According to the page on parallelizing queries, what two phases should be considered for Deephaven query performance?

■ Document section

· · ·

---
title: Parallelizing queries
sidebar_label: Parallelization
---

Deephaven supports using multiple processors to speed up query evaluation. The extent to which Deephaven employs
multiple processors depends on both the phase of operation and the query itself.

## Query initialization and updates

When considering Deephaven query performance, there are two distinct phases to consider: initialization and updates.

### Query initialization

Every table operation method — [`.where`](../../reference/table-operations/filter/where.md),
[`.update`](../../reference/table-operations/select/update.md),
[`.naturalJoin`](../../reference/table-operations/join/natural-join.md), etc. — undergoes an _initialization_ phase
when the method is called. Initialization produces a result table based on the data in the source table. For example,
with a 100,000-row table called `myTable`, running `myTable.update("X = random()")` will run the `random()` method
100,000 times (once per row).

If an operation's source table is
[refreshing](https://deephaven.io/core/javadoc/io/deephaven/engine/table/impl/BaseTable.html#isRefreshing()),
then initialization will create a new node in the [update graph](../dag.md) as well.

### Query updates

After initialization, the Periodic Update Graph (UG) monitors source tables for changes and process _updates_ to any
table. For example, if 25,000 rows are added to `myTable`, the UG will run the `random()` method 25,000
more times, calculating the value of column `X` for each of the new rows.

· · ·

■ Data listing

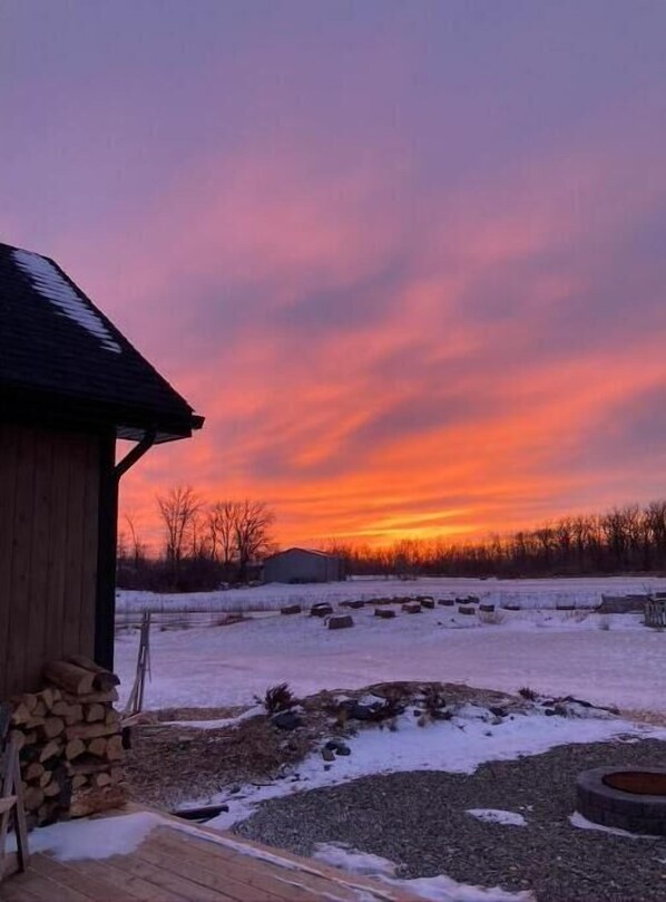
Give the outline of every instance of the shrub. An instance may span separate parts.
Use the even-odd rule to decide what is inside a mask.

· · ·

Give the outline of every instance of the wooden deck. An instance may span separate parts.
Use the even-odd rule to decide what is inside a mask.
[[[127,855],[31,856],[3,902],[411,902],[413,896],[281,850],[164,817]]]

· · ·

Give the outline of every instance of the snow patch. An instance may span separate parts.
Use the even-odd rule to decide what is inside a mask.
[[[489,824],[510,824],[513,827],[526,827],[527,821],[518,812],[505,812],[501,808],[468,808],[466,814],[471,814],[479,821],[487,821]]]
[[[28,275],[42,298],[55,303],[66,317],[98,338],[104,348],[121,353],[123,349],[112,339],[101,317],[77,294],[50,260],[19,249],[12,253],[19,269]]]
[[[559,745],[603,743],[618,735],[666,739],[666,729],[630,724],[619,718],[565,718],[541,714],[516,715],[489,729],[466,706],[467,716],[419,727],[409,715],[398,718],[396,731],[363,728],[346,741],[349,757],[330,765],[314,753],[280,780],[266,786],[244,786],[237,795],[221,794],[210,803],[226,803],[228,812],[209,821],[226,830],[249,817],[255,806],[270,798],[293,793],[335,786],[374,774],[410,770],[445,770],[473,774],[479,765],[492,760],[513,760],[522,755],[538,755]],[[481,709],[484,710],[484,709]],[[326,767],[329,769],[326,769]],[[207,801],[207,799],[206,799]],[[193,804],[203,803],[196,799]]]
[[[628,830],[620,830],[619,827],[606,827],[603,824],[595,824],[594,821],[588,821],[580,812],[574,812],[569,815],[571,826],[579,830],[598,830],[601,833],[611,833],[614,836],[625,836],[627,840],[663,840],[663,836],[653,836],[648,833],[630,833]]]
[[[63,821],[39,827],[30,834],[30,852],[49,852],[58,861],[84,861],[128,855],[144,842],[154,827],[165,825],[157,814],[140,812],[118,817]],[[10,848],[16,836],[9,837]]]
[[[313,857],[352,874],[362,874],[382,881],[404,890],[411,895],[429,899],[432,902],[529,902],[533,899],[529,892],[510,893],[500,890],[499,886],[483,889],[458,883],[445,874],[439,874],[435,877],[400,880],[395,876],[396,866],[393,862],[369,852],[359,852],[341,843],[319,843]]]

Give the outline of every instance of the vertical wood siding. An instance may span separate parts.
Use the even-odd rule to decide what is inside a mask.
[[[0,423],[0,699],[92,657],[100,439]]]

· · ·

■ Result of the exercise
Initialization and updates.